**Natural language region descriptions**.
<<<<
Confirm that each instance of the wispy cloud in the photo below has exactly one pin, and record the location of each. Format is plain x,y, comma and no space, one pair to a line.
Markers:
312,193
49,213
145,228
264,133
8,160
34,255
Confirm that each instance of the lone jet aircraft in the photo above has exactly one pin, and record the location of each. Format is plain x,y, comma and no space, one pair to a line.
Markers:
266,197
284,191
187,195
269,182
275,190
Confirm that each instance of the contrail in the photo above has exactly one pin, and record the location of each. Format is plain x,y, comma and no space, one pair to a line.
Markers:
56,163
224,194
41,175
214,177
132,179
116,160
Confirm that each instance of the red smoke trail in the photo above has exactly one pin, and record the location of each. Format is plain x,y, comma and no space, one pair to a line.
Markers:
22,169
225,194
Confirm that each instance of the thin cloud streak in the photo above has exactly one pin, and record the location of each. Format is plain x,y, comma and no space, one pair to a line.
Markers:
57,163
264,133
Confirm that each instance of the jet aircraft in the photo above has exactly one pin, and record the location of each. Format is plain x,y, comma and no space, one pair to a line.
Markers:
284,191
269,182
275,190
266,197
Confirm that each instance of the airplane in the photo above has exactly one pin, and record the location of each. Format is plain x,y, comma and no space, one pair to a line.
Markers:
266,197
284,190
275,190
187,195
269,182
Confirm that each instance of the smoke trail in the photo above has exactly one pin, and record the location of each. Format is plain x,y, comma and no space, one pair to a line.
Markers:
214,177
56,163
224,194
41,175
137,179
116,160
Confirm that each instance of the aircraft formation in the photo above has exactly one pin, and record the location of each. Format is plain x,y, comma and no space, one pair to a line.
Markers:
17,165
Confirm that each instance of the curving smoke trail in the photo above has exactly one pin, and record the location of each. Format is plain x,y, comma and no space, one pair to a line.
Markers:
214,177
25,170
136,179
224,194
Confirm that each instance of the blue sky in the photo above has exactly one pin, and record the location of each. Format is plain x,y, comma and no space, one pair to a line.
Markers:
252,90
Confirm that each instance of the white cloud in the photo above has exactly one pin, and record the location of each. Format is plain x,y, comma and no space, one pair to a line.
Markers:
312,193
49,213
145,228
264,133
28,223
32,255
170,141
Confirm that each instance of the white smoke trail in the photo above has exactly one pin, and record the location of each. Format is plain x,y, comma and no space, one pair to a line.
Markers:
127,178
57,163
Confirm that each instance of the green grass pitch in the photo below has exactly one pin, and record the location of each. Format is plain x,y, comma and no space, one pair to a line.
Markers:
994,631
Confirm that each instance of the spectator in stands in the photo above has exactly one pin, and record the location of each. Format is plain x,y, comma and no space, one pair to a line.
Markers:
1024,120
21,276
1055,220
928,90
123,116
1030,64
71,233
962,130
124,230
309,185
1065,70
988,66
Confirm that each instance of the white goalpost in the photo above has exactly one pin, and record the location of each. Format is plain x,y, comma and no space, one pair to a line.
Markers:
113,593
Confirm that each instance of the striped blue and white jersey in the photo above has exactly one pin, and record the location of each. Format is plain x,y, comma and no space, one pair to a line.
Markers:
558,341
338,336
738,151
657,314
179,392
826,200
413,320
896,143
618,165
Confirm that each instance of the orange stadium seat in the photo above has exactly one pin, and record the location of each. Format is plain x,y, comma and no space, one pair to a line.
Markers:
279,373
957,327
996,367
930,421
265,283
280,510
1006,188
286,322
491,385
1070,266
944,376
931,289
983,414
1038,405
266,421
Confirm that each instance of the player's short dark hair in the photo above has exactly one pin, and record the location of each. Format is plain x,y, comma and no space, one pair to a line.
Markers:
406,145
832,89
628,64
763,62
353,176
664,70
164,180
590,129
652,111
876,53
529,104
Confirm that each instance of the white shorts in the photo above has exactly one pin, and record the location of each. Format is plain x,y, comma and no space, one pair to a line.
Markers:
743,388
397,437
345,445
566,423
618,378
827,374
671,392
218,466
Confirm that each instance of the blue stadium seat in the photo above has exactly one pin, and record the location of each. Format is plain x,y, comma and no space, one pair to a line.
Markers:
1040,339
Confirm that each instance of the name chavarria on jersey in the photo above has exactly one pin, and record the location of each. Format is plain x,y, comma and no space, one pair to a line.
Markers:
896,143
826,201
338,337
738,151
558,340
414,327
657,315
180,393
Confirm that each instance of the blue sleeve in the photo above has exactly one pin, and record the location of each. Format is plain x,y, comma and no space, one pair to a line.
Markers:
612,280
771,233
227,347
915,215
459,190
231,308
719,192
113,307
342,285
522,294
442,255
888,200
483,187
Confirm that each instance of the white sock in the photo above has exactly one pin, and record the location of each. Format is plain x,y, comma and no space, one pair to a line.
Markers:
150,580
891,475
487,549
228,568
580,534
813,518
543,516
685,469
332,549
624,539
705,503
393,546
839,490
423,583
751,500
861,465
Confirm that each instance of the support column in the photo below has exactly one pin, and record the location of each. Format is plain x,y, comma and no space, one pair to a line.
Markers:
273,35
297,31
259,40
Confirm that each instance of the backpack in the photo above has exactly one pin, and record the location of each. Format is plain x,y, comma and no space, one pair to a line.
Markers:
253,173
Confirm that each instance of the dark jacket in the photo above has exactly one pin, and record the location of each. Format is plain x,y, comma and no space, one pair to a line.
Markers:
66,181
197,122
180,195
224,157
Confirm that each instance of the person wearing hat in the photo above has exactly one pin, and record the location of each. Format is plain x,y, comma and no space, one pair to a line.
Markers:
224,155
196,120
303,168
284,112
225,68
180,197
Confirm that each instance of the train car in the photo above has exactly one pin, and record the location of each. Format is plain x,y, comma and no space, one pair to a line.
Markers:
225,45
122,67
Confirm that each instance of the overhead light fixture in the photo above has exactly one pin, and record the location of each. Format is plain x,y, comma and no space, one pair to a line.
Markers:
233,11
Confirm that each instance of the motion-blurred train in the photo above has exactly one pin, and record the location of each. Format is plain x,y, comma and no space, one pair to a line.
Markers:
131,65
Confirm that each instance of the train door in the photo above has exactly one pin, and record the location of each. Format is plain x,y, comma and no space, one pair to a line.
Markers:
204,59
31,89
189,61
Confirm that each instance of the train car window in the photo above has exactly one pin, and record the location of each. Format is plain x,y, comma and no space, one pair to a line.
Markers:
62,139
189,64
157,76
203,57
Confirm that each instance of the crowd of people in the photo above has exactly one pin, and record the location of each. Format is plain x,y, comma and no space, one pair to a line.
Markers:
>>>>
**Exercise aim**. The response must restate every entry word for word.

**Exercise result**.
Confirm that each instance of the wispy cloud in the photo below has exactly one pin, and record the location of each. Format is plain x,y, comma and no space, one pair to a line.
Markers:
312,193
49,213
145,228
264,133
8,160
34,255
Confirm that each instance of the lone jet aircraft in the photo above has exactly one pin, and record the location of each. Format is plain x,y, comma and no space, one pair to a line.
Markers:
266,197
284,191
187,195
269,182
275,190
Confirm that each instance of the contrail in the photo above has exactly one pin, and record the location of each. Format is plain x,y, comma and no space, one pair to a line.
Markers:
56,163
224,194
41,175
214,177
132,179
116,160
Confirm that each instance of the red smoke trail in the photo above has exactly one pin, and record the location of each. Format is plain x,y, comma and no space, one pair to a line.
Markers:
22,169
225,194
Confirm that each instance of the thin cloud streak in the photo above has exactly one pin, and record the location of each. Format is plain x,y, comma and no space, one pair to a line.
Markers:
57,163
264,133
Confirm that each instance of the jet aircraft in the photo above has exactly one pin, and record the location of each. Format is plain x,y, comma and no space, one pair to a line.
Markers:
284,191
269,182
275,190
266,197
Confirm that each instance of the airplane in the photo above has exactly one pin, and record the location of each. Format is plain x,y, comma and no space, one pair to a line.
Markers:
266,197
284,190
275,190
187,195
269,182
Confirm that each instance of the smoke trail in the photo above has exactly one pin, and record the location of each. Format is plain x,y, comma and no space, one pair to a line.
Markers:
214,177
56,163
224,194
41,175
137,179
116,160
Confirm that each instance of the aircraft formation in the photo above has exactly one pin, and record the location of each. Format is plain x,y, comma and no space, one pair to a line.
Markers:
17,165
Confirm that each instance of the curving smoke trail in the photo above has exactly one pin, and record the location of each. Format is plain x,y, comma and no space, one pair to a line.
Markers:
214,177
25,170
136,179
224,194
Confirm that each instance of the blue sky in the photo above has exactly one pin, and record the location of each. Format is plain x,y, comma and no space, one pair to a line.
Markers:
252,90
Confirm that each instance of the white cloud in the photo above has exactly one pin, and record the location of each. Format is plain x,y, comma and no space, one pair to a line.
Markers:
312,193
49,213
145,228
264,133
28,223
32,255
170,141
Confirm that each instance of the white smoke trail in the photo above has exactly one pin, and record the location of each. Format is plain x,y, comma and no space, one pair to a line.
Markers:
127,178
57,163
Confirm that each instance of the green grass pitch in the photo below has exactly one pin, and record the location of each. Format is plain x,y, comma and no space, one pair to a line.
Markers:
994,631
Confirm that each instance of the spectator in stands in the photo above has exactly one pin, and record the location of each. Format is plain x,y, comma and no space, one pair to a line.
Markers:
1024,120
21,276
1055,220
928,90
123,116
1030,64
71,233
962,130
124,230
309,185
1065,70
988,66
Confirm that each instance of the white goalpost in the photo above has exactly one pin, and record the location of each. Format is plain x,y, comma and no space, one pair to a line.
Markers:
113,593
Confirm that each instance of the striped blue and white jersey in the photo above has exactly one pin, and record the location of each. Format is plain x,y, comma and no space, one pair to a line.
Markers:
558,341
338,336
738,151
657,314
179,392
826,200
413,320
896,143
618,165
Confirm that each instance of the orange stadium seat in the photo above has exactly one pin, and record the location of each. Format is plain x,y, comma and no space, one pair to a line.
Markers:
279,373
957,327
996,367
930,421
265,283
280,510
1006,188
286,322
491,385
1070,266
944,376
931,289
983,414
1038,405
266,421
Confirm that each instance of the player's short dark hair in the photo above has exactly one pin, and record the location of each. Format is plain x,y, comma and no space, one pair to a line.
Markers:
406,145
832,89
628,64
763,62
353,176
664,70
164,180
590,129
652,111
876,53
529,104
Confirm that each instance of the white shorts in the photo above has exactly one pin, and record the location of each. Format is plain x,y, comma and no space, one pair to a line.
Markers:
743,388
397,437
345,445
566,423
618,378
827,374
671,392
218,466
Confirm that each instance of the blue stadium seat in the photo above has exactly one pin, and record the location of each. Format is plain x,y, comma and no space, one pair to a line.
Markers:
1040,339
Confirm that each instance of the name chavarria on jersey in the photo above has exactly one pin, and record the location of each. Format is plain x,y, comma and no space, one pair to a line.
Markers:
896,143
826,201
338,337
738,151
558,340
414,327
657,315
180,393
Confirm that each instance of the blue sleeve in the photo above has exactly one pin, and record the location of each. Format is plain x,y, comma and no space, one pair to a line.
Markers:
612,280
771,233
227,347
915,215
459,190
231,308
719,192
113,307
342,285
522,294
442,255
888,200
483,187
Confirm that each instance of the white sock in the photo above has exactly one pin, and record the location of each. Format is plain x,y, comma and no space, one pair to a line.
Markers:
150,580
891,475
487,549
228,568
580,534
813,518
543,516
685,469
332,549
624,539
705,503
393,546
839,490
423,583
751,500
861,465
Confirm that each instance of the support column in the photo below has exactly one pin, and record the location of each. Format is plain x,y, comma and no space, one pair to a line.
Markers:
273,35
297,31
259,40
Confirm that each instance of the backpack in the photo above has exactly one pin, and record the location of each. Format is plain x,y, comma and no space, one pair to a line.
Markers:
253,173
Confirm that each instance of the dark jacket in the photo above has exactly one pin, and record the location of each. Format is plain x,y, comma and no space, one pair to a line.
Markers:
66,181
197,122
180,195
224,157
Confirm that each instance of the person wearing hat in the photo above has exactly one pin, and record the location of each. Format is plain x,y, comma and no space, one pair to a line.
Markers:
224,155
196,120
303,168
284,112
225,68
180,197
Confirm that each instance of the train car in the photo above has exactly one pin, and record the location of each. Format is plain x,y, comma and no space, one pair to a line.
Markers:
225,45
122,67
Confirm that each instance of the overhead light fixture in the photo above has exactly one pin, and record the location of each. Format is plain x,y, comma and no space, one pair to a line.
Markers:
233,11
Confirm that each instance of the motion-blurred train in the photo above has exactly one pin, and record the location of each. Format is plain x,y, comma and no space, one pair to a line.
Markers:
131,65
Confirm that each instance of the train door in the photo above has exactly one pin, and record the location of each. Format is plain x,y, comma and no space, one pair to a line.
Markers:
204,59
31,89
189,61
Confirm that each instance of the train car window in the photo above has exactly one pin, and record the location of each. Format is plain x,y, comma and no space, one pair to a line.
Markers:
62,139
189,64
157,76
203,57
Confirm that each instance of the crowd of people in the photo above has exactly one pin, and record the location of each. Format is plain x,y, comma and no space, one pair to a line.
Markers:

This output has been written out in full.